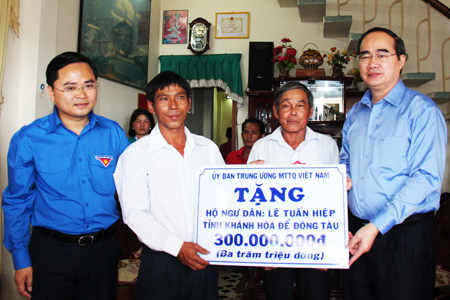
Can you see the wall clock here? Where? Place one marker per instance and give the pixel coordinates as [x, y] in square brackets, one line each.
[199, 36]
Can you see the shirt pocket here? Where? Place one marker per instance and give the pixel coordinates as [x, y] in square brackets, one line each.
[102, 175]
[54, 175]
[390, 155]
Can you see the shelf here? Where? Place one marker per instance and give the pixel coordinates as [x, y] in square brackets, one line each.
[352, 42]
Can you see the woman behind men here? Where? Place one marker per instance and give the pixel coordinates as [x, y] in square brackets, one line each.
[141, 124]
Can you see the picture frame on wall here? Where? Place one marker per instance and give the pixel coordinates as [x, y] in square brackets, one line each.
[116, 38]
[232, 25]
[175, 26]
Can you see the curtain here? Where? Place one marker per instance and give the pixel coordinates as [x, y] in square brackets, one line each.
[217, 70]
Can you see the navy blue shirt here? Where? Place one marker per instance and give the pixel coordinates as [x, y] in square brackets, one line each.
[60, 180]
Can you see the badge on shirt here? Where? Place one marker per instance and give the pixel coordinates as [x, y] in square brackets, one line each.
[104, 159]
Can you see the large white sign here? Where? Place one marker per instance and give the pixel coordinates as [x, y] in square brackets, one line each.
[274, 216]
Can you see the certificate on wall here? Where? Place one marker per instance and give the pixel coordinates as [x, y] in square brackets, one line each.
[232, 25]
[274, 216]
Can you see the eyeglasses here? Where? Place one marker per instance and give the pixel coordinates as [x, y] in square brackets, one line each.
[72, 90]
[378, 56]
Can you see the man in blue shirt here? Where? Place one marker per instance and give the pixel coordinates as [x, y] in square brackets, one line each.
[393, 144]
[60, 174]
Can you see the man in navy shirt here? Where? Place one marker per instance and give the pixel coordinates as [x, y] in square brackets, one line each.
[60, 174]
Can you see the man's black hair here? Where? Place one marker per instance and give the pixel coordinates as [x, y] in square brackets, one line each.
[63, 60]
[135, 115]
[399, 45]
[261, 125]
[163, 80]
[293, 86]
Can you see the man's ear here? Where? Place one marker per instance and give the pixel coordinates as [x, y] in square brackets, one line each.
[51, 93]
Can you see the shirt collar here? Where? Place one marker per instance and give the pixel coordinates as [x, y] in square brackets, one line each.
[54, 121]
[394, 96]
...
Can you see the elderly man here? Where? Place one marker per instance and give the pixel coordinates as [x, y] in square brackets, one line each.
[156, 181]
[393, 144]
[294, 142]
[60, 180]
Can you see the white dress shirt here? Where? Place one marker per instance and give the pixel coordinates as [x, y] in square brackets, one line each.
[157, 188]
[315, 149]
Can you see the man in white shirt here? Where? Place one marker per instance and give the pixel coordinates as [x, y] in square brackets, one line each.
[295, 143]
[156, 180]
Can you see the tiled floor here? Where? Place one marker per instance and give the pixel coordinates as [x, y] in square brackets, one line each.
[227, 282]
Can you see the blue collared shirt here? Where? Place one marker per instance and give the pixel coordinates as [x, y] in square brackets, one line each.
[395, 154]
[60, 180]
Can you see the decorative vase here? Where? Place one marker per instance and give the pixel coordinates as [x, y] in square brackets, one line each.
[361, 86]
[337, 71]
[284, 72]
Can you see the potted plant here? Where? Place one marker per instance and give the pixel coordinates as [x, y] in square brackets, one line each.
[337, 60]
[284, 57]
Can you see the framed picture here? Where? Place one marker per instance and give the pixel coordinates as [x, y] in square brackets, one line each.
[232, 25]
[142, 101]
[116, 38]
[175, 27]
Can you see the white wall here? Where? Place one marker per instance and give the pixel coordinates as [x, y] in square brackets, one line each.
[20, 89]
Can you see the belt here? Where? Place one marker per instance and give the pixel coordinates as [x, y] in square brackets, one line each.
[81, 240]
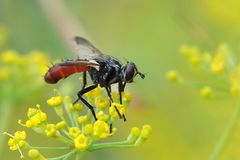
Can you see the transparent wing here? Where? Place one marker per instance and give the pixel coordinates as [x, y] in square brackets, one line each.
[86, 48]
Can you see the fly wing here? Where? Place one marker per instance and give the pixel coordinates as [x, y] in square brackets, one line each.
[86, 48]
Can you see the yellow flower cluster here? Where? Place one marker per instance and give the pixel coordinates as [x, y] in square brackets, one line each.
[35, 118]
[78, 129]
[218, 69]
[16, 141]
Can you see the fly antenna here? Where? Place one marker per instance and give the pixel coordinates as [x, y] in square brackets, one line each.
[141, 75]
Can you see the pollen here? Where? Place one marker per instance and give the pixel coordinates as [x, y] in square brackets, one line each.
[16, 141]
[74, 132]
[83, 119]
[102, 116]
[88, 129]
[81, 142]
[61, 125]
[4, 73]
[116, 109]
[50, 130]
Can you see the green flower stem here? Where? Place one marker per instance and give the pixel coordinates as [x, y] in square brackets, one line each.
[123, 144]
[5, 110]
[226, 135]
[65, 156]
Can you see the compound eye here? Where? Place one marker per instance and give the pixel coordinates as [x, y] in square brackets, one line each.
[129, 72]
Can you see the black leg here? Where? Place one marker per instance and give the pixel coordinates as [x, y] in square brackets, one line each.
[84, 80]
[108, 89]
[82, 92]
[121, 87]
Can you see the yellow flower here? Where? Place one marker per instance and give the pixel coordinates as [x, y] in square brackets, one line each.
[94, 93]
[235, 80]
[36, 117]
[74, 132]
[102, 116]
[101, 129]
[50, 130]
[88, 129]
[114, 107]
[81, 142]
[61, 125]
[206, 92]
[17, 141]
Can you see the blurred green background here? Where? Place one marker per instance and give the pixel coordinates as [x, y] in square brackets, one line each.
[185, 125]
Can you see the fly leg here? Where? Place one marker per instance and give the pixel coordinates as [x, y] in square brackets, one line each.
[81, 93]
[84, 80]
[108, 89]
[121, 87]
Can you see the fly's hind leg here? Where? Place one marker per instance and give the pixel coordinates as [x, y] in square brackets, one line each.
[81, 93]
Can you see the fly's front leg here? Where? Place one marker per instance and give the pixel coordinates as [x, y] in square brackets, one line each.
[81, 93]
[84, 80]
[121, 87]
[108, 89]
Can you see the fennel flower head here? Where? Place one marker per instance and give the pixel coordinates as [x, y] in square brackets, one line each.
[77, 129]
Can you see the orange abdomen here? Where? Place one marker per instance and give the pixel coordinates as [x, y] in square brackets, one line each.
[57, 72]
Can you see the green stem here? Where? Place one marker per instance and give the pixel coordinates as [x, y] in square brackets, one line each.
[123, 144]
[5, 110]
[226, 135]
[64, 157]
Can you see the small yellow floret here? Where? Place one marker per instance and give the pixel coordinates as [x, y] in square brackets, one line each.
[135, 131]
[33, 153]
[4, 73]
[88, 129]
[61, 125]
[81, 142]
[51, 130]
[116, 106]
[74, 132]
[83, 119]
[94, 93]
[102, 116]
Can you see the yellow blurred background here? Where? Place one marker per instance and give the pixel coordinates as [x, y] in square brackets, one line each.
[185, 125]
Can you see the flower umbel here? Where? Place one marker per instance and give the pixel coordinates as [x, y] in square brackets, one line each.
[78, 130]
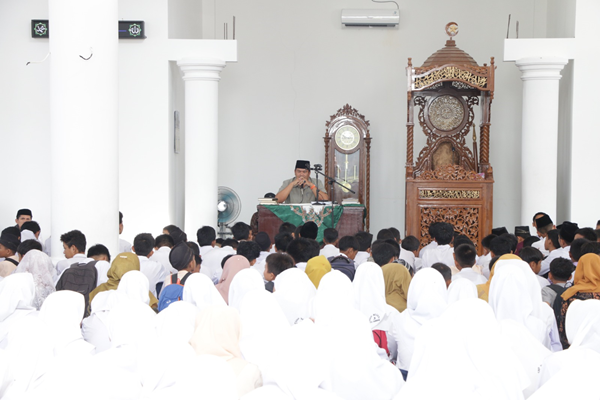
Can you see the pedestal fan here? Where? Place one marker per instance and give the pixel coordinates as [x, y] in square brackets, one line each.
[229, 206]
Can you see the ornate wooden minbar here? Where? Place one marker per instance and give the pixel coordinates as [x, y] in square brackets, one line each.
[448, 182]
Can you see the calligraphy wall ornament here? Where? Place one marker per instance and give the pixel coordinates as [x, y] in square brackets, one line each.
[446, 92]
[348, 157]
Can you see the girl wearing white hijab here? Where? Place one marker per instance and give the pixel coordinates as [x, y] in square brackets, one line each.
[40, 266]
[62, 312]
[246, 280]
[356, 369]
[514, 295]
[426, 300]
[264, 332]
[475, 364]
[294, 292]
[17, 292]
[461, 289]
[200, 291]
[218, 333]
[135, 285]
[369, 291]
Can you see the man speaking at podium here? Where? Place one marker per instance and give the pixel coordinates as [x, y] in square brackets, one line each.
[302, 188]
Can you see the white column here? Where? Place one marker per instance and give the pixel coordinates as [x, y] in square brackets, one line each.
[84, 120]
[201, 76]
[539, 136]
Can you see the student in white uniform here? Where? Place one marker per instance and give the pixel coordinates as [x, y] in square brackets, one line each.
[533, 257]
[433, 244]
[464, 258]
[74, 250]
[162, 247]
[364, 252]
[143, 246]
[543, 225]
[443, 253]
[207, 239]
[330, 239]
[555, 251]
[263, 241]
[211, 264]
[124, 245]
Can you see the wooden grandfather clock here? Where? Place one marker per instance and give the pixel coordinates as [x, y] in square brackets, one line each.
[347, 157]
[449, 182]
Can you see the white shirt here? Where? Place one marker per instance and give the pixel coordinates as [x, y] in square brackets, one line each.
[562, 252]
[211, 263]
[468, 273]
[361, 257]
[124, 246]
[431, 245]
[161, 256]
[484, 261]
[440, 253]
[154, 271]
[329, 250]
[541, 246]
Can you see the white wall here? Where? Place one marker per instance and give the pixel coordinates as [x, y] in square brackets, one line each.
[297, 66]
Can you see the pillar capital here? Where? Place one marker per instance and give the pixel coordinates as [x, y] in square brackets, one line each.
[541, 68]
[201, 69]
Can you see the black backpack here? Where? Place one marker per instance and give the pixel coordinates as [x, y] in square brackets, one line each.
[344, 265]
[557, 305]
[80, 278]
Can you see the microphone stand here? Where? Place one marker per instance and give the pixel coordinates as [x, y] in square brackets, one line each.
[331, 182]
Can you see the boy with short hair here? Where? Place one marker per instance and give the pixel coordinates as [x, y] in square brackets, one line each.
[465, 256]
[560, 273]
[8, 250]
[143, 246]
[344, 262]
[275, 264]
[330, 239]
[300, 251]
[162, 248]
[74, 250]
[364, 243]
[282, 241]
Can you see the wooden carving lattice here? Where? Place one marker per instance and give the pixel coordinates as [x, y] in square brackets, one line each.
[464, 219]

(Short task)
How many lines in the records above contain the string "clock"? Reply with the number only.

(Answer to this task)
2